### JOB
Copy exactly the lines from the "like [[43, 159]]." line to the end, both included, and nothing else.

### Rows from a pointing dataset
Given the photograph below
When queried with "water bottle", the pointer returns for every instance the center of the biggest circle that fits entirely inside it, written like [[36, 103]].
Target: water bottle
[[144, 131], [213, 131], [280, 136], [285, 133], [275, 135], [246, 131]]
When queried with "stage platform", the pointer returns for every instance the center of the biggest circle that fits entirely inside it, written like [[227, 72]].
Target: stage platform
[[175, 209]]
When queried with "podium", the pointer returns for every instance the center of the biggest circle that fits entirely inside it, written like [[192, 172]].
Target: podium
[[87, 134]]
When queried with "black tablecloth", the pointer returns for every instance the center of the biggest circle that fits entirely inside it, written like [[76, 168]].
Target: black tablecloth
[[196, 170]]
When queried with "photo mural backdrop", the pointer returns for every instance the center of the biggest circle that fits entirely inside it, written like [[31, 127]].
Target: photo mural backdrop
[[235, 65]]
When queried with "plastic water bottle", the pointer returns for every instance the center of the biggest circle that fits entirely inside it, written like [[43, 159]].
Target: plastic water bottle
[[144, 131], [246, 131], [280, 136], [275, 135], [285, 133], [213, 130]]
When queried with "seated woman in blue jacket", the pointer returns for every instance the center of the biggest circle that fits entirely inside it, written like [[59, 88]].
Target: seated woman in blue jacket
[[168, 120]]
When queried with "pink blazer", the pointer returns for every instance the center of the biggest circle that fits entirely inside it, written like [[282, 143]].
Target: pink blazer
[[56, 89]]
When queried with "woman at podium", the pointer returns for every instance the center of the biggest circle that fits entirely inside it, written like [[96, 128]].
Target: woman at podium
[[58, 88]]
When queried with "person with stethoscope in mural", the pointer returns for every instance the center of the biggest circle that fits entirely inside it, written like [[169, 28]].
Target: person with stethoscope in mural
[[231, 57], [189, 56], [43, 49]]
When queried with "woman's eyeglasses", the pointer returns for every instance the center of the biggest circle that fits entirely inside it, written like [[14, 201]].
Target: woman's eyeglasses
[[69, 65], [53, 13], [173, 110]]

### RESULT OF THIS TASK
When queried with "plastic water bottle", the pointer returns for every instance the center of the biggest circle that fits entirely inside it, written like [[43, 159]].
Target: plastic water bottle
[[144, 131], [246, 131], [280, 136], [275, 135], [285, 133], [213, 130]]
When queried with "seated woman in blue jacket", the pointer returns for every instance the center of the biggest circle that fits entirely inside it, written like [[59, 88]].
Target: seated woman in blue jacket
[[168, 120]]
When queried with "pink blazer", the pointer returns for every instance the center of the biggest circle that fits entirely inside it, written like [[282, 143]].
Target: pink blazer
[[56, 89]]
When queried with "woman at podium", the pointer returns for every instance the center of the biggest circle that fits entirely inside it, written like [[96, 128]].
Target: woman at podium
[[58, 88]]
When queried with "person with stethoscope in mural", the pointer returns for every instance the center of the biggest circle that fits entirely inside it, written like [[169, 28]].
Target: person with stethoscope in mural
[[231, 57], [189, 56], [43, 49]]
When queried with "woman's eyeglasses", the pointer returns for every instance the center of the biggest circle that fits entirely inside it, written like [[14, 201]].
Target: woman's eyeglasses
[[69, 65], [53, 13], [173, 110]]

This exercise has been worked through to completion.